> _Problem statement_
Count the lines in the material below that contain the string "given", and reply with only that number.

> _Records provided_
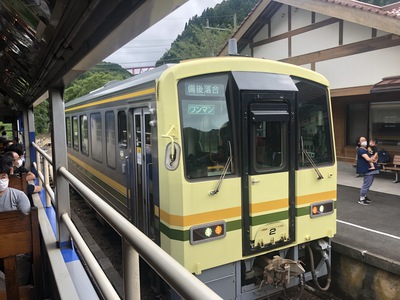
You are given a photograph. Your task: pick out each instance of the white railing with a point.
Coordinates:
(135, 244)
--
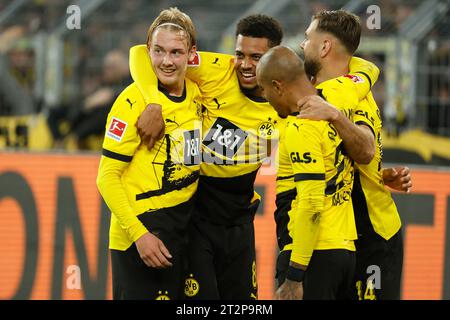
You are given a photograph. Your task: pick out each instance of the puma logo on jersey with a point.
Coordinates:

> _Response_
2